◆ **DIRECTIONS**:
1. In the passage on neck ultrasonography, reproduce word for word everything from "Neck ultrasonography was" down to "already described (14,15).".
2. Condense the paragraph of the passage on neck ultrasonography that opens with "Neck ultrasonography was performed" into a shorter bulleted list that keeps its main facts.

◆ **SOURCE DOCUMENT**:

Neck ultrasonography was performed by the same operator, who was unaware of the results of thyroid hormone, autoantibody, and CXCL10 measurements (Esaote, Florence, Italy; AU5 with a sectorial 7.5 MHz transducer). Thyroid volume was calculated using the ellipsoid formula, as previously described (14,15). The presence of hypoechoic and dyshomogeneous echogenicity was arbitrarily rated at three levels (0=normal echogenicity; 1=slightly hypoechoic and dyshomogeneous; 2=severely hypoechoic and dyshomogeneous) in order to evaluate structural abnormalities of thyroid tissue associated with thyroid autoimmunity (14,15). The presence of thyroid nodules was recorded, and nodules with a diameter >10 mm were submitted to ultrasonography-guided FNA, which was performed by the same operator, using a free-hand method as already described (14,15).

Stored data
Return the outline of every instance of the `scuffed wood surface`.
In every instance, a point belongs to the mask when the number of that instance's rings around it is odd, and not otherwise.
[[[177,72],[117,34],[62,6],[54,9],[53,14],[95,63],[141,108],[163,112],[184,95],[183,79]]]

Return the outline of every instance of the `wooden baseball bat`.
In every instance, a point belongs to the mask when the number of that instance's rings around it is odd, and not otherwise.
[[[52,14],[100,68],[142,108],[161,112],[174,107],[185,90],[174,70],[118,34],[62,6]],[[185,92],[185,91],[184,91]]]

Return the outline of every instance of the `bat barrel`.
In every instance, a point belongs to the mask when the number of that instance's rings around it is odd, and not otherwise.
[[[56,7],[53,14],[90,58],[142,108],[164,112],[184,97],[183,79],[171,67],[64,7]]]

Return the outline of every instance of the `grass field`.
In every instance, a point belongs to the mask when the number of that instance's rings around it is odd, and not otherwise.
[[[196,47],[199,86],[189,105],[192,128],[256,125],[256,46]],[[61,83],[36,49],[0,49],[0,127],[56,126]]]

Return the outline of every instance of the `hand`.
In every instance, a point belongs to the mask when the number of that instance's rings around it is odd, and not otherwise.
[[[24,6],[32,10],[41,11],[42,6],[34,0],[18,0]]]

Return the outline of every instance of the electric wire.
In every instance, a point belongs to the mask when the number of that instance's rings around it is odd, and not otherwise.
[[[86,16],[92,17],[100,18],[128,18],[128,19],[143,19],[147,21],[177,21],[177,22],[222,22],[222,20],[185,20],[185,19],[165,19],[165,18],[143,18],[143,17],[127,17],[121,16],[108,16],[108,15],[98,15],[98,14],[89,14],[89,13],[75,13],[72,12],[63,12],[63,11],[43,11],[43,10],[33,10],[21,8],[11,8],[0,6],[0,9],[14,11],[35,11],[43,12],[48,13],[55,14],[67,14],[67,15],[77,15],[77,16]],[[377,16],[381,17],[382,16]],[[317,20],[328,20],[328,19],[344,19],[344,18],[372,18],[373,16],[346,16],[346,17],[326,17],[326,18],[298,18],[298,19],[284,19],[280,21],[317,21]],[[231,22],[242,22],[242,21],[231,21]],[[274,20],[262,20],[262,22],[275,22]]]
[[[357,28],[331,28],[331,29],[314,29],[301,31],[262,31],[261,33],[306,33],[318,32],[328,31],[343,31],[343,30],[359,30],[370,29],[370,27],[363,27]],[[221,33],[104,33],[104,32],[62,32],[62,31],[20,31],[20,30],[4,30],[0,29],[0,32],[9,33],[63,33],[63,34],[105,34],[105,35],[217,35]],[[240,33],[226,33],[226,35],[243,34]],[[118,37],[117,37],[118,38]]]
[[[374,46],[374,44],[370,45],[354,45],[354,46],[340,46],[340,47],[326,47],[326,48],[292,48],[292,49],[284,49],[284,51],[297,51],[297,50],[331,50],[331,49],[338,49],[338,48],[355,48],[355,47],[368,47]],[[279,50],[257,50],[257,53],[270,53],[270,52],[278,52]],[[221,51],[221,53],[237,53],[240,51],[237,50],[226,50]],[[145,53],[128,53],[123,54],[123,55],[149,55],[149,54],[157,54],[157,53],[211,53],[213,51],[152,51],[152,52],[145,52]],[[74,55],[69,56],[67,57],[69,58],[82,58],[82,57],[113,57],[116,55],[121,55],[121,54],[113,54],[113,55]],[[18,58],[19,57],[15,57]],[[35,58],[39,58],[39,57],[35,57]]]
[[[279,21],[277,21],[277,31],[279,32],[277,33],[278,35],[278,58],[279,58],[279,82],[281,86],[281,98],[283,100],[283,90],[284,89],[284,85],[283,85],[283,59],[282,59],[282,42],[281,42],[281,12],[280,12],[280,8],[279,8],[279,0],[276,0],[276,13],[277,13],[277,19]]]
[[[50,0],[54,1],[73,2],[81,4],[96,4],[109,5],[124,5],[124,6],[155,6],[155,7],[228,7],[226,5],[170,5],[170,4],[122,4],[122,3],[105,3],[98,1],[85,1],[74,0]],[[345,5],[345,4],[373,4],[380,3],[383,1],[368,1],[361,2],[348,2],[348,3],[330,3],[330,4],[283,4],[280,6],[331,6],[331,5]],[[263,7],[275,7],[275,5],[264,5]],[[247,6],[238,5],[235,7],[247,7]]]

◆ **ANSWERS TO THE PROBLEMS**:
1.
Neck ultrasonography was performed by the same operator, who was unaware of the results of thyroid hormone, autoantibody, and CXCL10 measurements (Esaote, Florence, Italy; AU5 with a sectorial 7.5 MHz transducer). Thyroid volume was calculated using the ellipsoid formula, as previously described (14,15). The presence of hypoechoic and dyshomogeneous echogenicity was arbitrarily rated at three levels (0=normal echogenicity; 1=slightly hypoechoic and dyshomogeneous; 2=severely hypoechoic and dyshomogeneous) in order to evaluate structural abnormalities of thyroid tissue associated with thyroid autoimmunity (14,15). The presence of thyroid nodules was recorded, and nodules with a diameter >10 mm were submitted to ultrasonography-guided FNA, which was performed by the same operator, using a free-hand method as already described (14,15).

2.
- One operator, unaware of thyroid hormone, autoantibody, and CXCL10 results, performed all neck ultrasonography (Esaote AU5, sectorial 7.5 MHz transducer).
- Thyroid volume was calculated with the ellipsoid formula.
- Hypoechoic and dyshomogeneous echogenicity was rated 0 (normal), 1 (slight), or 2 (severe) to assess autoimmunity-related structural abnormalities.
- Thyroid nodules were recorded; those over 10 mm in diameter underwent free-hand, ultrasonography-guided FNA by the same operator.